▶ _Provided passage_:
::::::::
But American bellicosity suggests little concern for international law or the fact that all three parties are united by a mutual defence pact, the North Atlantic Treaty Organisation. “If the United States were to choose to attack another Nato country, then everything would come to an end,” the Danish prime minister, Mette Frederiksen, has warned.
“No one entertains the idea of Denmark defending Greenland against the US with military means,” Bo Lidegaard, a Danish historian and former diplomat, told me. “But obviously, any hostile US move towards the kingdom of Denmark will fundamentally erode trust in the US way beyond the specific issue of Greenland.”
The relationship between Denmark and Greenland dates back to 1721, when Greenland officially became a Danish colony with the founding of a Danish mission and a trading post in modern-day Nuuk. Even as Greenland has gained greater autonomy, Denmark has retained de facto control over foreign policy and defence, among other areas, and many in Greenland chafe at what they see as Danish paternalism. The Danish government forcefully removed Inuit children from their families for re-education in Denmark during the 1950s, and as late as the 1970s Danish doctors were inserting intra-uterine devices into thousands of Inuit girls and women, often without their consent, effectively controlling the birthrate in Greenland.
::::::::
▶ _Tasks to carry out_:
[1] Reproduce the Greenland passage from "But American bellicosity" up to and including "Frederiksen, has warned.".
[2] Continue the passage on Denmark, Greenland and the United States from where it stops.

▶ _Material_:
::::::::
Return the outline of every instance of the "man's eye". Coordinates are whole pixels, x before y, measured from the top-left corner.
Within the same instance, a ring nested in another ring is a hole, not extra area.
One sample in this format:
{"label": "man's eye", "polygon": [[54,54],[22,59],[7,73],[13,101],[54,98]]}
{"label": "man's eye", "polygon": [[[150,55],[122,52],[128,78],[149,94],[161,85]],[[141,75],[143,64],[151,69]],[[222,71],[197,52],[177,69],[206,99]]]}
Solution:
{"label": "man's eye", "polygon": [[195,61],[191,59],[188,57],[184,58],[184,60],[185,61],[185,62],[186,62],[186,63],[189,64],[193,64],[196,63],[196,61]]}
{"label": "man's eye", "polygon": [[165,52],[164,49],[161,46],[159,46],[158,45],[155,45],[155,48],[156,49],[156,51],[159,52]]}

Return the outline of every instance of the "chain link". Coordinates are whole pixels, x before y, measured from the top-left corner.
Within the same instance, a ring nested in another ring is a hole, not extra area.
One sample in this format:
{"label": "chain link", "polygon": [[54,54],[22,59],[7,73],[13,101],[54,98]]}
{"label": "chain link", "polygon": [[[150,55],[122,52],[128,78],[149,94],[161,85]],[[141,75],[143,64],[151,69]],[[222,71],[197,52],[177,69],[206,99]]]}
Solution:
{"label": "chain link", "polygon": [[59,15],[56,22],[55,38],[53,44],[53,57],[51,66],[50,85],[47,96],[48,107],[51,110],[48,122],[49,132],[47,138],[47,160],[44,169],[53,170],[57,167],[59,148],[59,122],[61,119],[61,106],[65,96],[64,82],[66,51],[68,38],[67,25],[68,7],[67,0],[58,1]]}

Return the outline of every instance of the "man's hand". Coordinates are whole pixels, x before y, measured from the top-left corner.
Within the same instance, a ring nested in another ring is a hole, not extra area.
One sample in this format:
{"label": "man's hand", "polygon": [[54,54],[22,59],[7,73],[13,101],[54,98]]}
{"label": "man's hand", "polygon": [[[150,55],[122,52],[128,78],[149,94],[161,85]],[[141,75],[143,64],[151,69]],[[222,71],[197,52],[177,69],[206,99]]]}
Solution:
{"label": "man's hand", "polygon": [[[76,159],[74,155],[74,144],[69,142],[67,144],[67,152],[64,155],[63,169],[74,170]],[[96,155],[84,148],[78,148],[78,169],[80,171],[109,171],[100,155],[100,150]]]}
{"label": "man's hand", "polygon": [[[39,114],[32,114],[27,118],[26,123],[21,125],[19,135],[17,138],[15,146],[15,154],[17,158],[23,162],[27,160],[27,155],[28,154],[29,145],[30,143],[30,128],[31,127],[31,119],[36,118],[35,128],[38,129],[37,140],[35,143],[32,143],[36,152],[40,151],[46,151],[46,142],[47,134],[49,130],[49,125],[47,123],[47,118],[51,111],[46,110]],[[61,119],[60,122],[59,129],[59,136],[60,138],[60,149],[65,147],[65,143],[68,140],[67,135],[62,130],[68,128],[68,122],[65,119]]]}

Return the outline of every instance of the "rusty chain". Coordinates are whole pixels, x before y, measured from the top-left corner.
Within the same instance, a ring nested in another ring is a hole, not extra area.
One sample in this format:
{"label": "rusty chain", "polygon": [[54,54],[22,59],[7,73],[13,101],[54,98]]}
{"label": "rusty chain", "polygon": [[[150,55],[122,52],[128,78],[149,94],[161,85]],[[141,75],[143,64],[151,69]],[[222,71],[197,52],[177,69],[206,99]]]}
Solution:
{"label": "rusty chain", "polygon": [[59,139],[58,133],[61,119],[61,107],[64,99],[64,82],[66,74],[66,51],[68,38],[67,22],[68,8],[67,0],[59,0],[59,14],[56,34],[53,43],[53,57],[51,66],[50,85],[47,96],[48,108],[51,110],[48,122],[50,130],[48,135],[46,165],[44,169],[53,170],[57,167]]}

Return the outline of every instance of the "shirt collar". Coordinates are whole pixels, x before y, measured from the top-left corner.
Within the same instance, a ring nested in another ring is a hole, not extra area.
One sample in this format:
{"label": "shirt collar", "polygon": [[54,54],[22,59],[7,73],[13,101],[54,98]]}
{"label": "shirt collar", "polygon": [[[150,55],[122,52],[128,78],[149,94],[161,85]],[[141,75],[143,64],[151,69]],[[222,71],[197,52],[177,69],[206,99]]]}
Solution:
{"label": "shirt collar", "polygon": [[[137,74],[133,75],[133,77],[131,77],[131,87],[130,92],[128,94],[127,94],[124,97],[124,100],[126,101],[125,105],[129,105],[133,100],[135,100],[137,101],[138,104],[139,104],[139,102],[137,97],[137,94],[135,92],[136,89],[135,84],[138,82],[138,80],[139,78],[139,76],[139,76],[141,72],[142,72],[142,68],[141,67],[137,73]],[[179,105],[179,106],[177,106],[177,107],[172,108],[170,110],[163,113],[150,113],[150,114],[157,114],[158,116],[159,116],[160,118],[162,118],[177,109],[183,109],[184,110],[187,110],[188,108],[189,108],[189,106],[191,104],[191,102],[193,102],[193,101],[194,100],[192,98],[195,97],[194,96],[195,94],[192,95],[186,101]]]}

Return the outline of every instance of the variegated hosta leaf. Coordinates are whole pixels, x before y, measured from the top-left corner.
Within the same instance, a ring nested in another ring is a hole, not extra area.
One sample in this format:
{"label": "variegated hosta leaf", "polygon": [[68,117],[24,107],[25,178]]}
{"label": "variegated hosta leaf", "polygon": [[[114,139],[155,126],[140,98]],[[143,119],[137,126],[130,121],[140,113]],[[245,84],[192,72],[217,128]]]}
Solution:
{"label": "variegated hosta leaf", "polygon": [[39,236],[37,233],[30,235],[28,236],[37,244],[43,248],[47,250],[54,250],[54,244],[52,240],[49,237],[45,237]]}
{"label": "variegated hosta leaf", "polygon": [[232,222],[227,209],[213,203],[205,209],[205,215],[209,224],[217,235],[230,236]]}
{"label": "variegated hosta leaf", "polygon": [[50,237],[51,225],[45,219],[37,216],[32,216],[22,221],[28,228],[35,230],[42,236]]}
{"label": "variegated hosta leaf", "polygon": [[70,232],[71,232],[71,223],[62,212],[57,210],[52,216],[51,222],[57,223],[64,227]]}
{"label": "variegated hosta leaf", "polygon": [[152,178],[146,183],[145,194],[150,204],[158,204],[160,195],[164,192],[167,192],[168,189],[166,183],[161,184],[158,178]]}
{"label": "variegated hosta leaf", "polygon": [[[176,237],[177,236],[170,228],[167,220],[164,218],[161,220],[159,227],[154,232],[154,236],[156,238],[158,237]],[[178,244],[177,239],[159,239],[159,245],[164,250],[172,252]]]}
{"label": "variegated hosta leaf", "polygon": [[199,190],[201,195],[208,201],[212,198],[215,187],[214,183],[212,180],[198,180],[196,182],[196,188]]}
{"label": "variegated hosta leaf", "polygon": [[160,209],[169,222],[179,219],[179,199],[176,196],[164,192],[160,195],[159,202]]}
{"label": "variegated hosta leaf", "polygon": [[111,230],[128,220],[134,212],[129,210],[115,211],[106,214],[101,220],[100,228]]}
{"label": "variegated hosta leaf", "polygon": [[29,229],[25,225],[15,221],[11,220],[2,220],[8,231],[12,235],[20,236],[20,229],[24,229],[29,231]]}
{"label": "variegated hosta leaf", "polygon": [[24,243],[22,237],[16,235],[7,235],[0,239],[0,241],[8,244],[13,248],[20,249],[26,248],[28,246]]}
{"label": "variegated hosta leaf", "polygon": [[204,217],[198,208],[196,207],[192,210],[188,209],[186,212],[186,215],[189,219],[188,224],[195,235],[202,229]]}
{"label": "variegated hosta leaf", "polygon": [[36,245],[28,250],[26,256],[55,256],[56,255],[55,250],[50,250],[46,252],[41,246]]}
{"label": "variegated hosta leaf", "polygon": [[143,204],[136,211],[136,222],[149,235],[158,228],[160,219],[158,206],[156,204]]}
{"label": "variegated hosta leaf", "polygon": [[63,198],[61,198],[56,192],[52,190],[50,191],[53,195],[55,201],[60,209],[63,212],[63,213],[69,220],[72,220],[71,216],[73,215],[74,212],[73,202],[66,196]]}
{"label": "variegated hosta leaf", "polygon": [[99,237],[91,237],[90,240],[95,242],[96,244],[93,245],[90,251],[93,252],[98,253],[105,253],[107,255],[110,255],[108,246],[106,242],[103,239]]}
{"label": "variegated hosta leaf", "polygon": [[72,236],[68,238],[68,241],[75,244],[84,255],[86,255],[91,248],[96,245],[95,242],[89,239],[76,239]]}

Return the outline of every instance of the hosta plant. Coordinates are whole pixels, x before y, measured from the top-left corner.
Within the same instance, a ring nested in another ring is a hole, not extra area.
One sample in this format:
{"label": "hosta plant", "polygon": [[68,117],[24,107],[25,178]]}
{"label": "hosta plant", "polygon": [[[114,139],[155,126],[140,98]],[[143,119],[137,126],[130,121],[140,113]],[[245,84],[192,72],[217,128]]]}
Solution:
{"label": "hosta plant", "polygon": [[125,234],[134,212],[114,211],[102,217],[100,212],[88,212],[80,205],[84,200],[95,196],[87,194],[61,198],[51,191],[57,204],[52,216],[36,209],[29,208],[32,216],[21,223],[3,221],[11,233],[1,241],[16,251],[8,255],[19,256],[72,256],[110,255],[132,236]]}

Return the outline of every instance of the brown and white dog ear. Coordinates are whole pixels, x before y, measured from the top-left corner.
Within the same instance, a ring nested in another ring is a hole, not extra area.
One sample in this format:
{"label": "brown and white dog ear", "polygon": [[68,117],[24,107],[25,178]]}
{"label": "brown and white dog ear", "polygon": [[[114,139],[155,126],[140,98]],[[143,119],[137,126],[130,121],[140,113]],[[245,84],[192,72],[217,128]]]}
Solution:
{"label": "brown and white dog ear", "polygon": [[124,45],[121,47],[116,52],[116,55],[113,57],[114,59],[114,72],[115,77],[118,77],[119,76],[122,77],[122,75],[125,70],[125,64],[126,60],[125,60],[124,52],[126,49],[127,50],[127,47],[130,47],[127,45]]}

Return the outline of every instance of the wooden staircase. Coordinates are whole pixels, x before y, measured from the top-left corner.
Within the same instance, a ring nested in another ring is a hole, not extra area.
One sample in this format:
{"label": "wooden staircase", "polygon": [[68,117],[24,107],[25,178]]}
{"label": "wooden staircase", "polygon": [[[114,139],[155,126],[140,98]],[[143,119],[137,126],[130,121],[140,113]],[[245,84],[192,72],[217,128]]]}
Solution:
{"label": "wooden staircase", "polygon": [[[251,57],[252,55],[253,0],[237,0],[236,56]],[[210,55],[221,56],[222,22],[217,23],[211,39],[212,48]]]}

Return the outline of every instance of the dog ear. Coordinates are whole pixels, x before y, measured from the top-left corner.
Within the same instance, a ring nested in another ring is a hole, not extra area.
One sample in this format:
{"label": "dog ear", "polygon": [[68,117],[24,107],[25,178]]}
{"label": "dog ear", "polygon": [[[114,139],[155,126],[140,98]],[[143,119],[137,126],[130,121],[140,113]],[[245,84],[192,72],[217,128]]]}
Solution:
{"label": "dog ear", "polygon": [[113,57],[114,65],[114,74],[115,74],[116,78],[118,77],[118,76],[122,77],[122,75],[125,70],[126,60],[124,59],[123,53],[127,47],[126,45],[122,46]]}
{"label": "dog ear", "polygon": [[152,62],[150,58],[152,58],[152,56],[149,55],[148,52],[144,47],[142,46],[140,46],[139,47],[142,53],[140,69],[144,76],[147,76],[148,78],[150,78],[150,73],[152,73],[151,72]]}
::::::::
▶ _Answers to the tasks_:
[1]
But American bellicosity suggests little concern for international law or the fact that all three parties are united by a mutual defence pact, the North Atlantic Treaty Organisation. “If the United States were to choose to attack another Nato country, then everything would come to an end,” the Danish prime minister, Mette Frederiksen, has warned.

[2]
Among some Greenlandic officials, the Danish attitude still appears to be that of a colonial overlord or an overbearing parent.
Pipaluk Lynge, a member of parliament for the governing IA party and the chair of Greenland’s foreign and security policy committee, told the Danish broadcaster DR that the Danish attitude was frustrating. “We are adults in Greenland,” said Lynge, who participated in the Teams meeting last week. “We’re capable of talking to other countries without holding hands with the Danish ministers.”
Greenlandic officials made their position clear in a joint statement on Friday. The five parties in Greenland’s parliament, known as the Inatsisartut, said: “We don’t want to be Americans. We don’t want to be Danes. We want to be Greenlanders.”
In lieu of a military invasion, US officials have discussed offering Greenlanders up to $100,000 per person to persuade them to secede from the Danish realm, which would open the possibility of Greenland joining the United States in some form, Reuters reported last week.
When asked about such a scenario, Egede laughed, calling it “absurd.” “The Greenlandic people are not for sale,” he said.
Given Greenland’s legal status, it is hard to see who might strike a deal with Washington. Copenhagen cannot sell the island, which, under a 2009 law, has the right to self-governance; and Greenland, still part of the Danish realm, cannot sell itself. To get out of this bind, Greenland would first have to achieve independence. If anything, Trump’s latest overtures have snuffed out any nascent desire among Greenlanders to ditch Copenhagen for Washington, according to Egede.
“The theatrical gestures by the US at the beginning of 2025 and all the things that have been said since then have appalled the people of Greenland,” he said. “It’s not the type of courting we find attractive.”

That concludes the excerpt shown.